FIG. 3 illustrates a method 300 for generating a synchronized electronic vehicle event record. FIG. 4 illustrates a method 400 for detecting vehicle events with a detection system (which may be coupled to the vehicle) and transmitting vehicle event information to a remotely located computing device. The operations of method 300 and/or 400 presented below are intended to be illustrative. In some implementations, method 300 and/or 400 may be accomplished with one or more additional operations not described, and/or without one or more of the operations discussed. Additionally, the order in which the operations of method 300 and/or 400 are illustrated (in FIG. 3 and FIG. 4) and described below is not intended to be limiting. In some implementations, two or more of the operations may occur substantially simultaneously.

Required task 1:
Reproduce the patent passage on methods 300 and 400 word for word.

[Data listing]
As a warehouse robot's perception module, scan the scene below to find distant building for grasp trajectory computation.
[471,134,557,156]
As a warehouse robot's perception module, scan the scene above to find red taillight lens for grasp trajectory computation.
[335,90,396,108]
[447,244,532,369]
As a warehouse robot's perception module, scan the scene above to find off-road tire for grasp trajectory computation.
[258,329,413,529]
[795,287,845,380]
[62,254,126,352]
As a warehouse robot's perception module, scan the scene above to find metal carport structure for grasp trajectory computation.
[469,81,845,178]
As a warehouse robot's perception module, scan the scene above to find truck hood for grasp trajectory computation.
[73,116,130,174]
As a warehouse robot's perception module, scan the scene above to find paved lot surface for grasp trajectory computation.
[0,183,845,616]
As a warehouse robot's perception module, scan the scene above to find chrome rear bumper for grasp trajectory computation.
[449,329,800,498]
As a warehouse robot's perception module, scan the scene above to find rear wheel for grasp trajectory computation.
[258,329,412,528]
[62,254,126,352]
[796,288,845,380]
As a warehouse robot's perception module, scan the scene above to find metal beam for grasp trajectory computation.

Required task 2:
Scale the entries from the line containing "wheel for grasp trajectory computation." down to the end of the entries, keeping the requests and multiplying every bounding-box coordinate by 2.35, with each result rounded to a whole number and halves rounded up. Output only those lines.

Task output 1:
FIG. 3 illustrates a method 300 for generating a synchronized electronic vehicle event record. FIG. 4 illustrates a method 400 for detecting vehicle events with a detection system (which may be coupled to the vehicle) and transmitting vehicle event information to a remotely located computing device. The operations of method 300 and/or 400 presented below are intended to be illustrative. In some implementations, method 300 and/or 400 may be accomplished with one or more additional operations not described, and/or without one or more of the operations discussed. Additionally, the order in which the operations of method 300 and/or 400 are illustrated (in FIG. 3 and FIG. 4) and described below is not intended to be limiting. In some implementations, two or more of the operations may occur substantially simultaneously.

Task output 2:
As a warehouse robot's perception module, scan the scene above to find rear wheel for grasp trajectory computation.
[606,773,968,1241]
[146,597,296,827]
[1871,677,1986,893]
As a warehouse robot's perception module, scan the scene above to find metal beam for grasp trajectory computation.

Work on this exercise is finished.